* Supplied text
2020 Drydene 311 (Saturday)
- The 2020 Drydene 311 program cover, featuring Jimmie Johnson's win at the 2012 FedEx 400.
- Date: August 22, 2020
- Location: Dover International Speedway in Dover, Delaware
- Course: Permanent racing facility
- Course length: 1 miles (1.6 km)
- Distance: 311 laps, 311 mi (500.399 km)
- Average speed: 124.359 miles per hour (200.136 km/h)

Pole position
- Driver: Chase Elliott; / Hendrick Motorsports
- Grid positions set by competition-based formula

Most laps led
- Driver: Denny Hamlin / Joe Gibbs Racing
- Laps: 115

Winner
- No. 11: Denny Hamlin / Joe Gibbs Racing

Television in the United States
- Network: NBCSN
- Announcers: Rick Allen, Jeff Burton, Steve Letarte and Dale Earnhardt Jr.
- Nielsen ratings: 1.771 million

Radio in the United States
- Radio: MRN
- Booth announcers: Alex Hayden and Jeff Striegle
- Turn announcers: Mike Bagley (Backstretch)

* Available data
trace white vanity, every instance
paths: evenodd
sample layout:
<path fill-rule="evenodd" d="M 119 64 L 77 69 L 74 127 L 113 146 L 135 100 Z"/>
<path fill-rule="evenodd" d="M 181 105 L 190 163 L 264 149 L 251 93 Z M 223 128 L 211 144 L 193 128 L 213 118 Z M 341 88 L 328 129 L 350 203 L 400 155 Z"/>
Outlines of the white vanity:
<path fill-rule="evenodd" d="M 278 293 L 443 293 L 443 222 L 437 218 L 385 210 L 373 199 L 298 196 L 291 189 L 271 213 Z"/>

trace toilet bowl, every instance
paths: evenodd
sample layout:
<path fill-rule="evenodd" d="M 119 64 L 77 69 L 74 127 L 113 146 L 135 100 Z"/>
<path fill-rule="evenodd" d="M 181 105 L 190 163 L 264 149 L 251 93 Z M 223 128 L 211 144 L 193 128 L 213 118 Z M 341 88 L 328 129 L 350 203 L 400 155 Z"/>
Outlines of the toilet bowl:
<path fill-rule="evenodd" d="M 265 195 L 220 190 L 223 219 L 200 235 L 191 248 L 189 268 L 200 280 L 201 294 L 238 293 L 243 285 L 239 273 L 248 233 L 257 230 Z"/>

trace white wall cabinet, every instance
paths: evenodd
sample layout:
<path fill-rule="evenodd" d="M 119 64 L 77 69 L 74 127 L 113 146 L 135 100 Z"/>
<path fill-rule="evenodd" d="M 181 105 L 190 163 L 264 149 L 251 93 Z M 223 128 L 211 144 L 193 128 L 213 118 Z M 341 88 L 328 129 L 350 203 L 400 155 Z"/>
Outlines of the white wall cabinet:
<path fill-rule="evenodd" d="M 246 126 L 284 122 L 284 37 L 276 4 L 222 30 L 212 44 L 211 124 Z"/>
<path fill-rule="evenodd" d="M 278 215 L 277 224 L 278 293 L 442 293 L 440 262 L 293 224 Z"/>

* Complete the following
1. From the race summary above, reproduce everything from "- Nielsen ratings: 1.771" down to "Mike Bagley (Backstretch)".
2. Answer these from the race summary:
(a) Which driver started from pole position?
(b) How many laps did Denny Hamlin lead?
(c) Which network carried the race on television in the United States?
3. According to the race summary, why did Chase Elliott start from pole position?

* Per-task answers
1.
- Nielsen ratings: 1.771 million

Radio in the United States
- Radio: MRN
- Booth announcers: Alex Hayden and Jeff Striegle
- Turn announcers: Mike Bagley (Backstretch)

2.
(a) Chase Elliott of Hendrick Motorsports.
(b) 115 laps.
(c) NBCSN.

3. The grid positions for this race were set by a competition-based formula, and that formula placed Chase Elliott of Hendrick Motorsports on pole.